The HVA_CPS process is largely repeatable and reproducible through automation of attack graph generation and the search for its most exploitable attack paths. Decisions on exactly how to model the system are still left to human judgement.
Tool have been developed to minimise the human effort and expertise needed to apply the methodology. The system was modelled using a tool designed for the purpose. The same tool automates generation of the attack graph from the system model and identifies the shortest attack paths through the model. The open-source compiler for the Meta Attack Language enables use of detailed MAL programmes. Building high fidelity models still requires significant human input.
All steps of the HVA_CPS process have been demonstrated on a complex distributed CPS, apart from steps 4c & 4d. These have been implemented on HCAs based on a complex distributed CPS. The formalism is readily applicable to other HCAs.
High-fidelity models can be developed using detailed meta-models specified in MAL programmes. Component vulnerabilities can be captured by instantiating vulnerability objects defined in a MAL programme, such as coreLang. The exploitability of vulnerabilities in the model can be represented by modifying the difficulty of attack steps that exploit them.
Traceability of threat to loss is achieved through a combination of the identification of HCAs and the attack paths that attackers can exploit to cause them. This is demonstrated in the output risk log.
A prediction of whether the CPS is resilient to specified threat scenarios is achieved through a combination of automated and human analysis. Automated analysis identifies the most exploitable attack paths. Human analysis of these reveals the hardest attack steps and hence what level of threat actor sophistication is required to complete them. For example, the attack path described in Section 3 does not require discovery of previously unknown vulnerabilities and, therefore, could reasonably be assumed to be exploitable by an advanced level threat actor, as defined in Rocchetto & Tippenhauer (2016). This analysis could also be automated by ranking attack paths according to the difficulty of their hardest attack step and converting attack step difficulty to threat actor sophistication level.

§ Supplied material:
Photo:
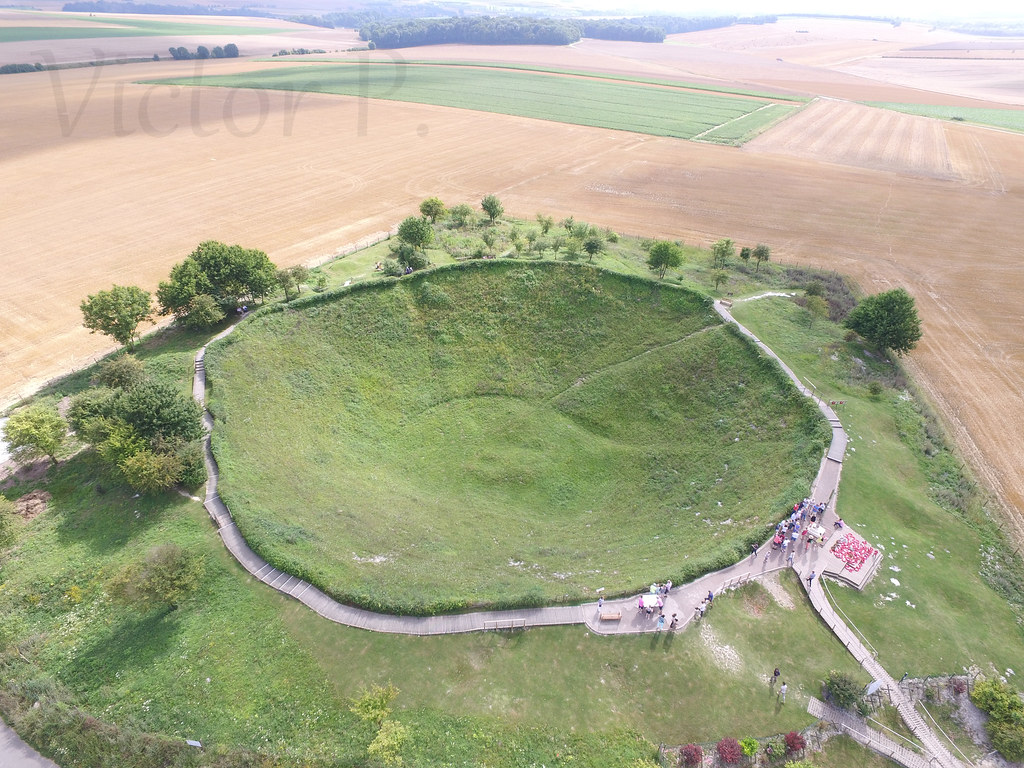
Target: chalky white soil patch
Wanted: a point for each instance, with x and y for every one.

§ Work required: Please transcribe the part of the HVA_CPS text above that opens with the words containing "All steps of" and closes with "output risk log.".

§ Answer in full:
All steps of the HVA_CPS process have been demonstrated on a complex distributed CPS, apart from steps 4c & 4d. These have been implemented on HCAs based on a complex distributed CPS. The formalism is readily applicable to other HCAs.
High-fidelity models can be developed using detailed meta-models specified in MAL programmes. Component vulnerabilities can be captured by instantiating vulnerability objects defined in a MAL programme, such as coreLang. The exploitability of vulnerabilities in the model can be represented by modifying the difficulty of attack steps that exploit them.
Traceability of threat to loss is achieved through a combination of the identification of HCAs and the attack paths that attackers can exploit to cause them. This is demonstrated in the output risk log.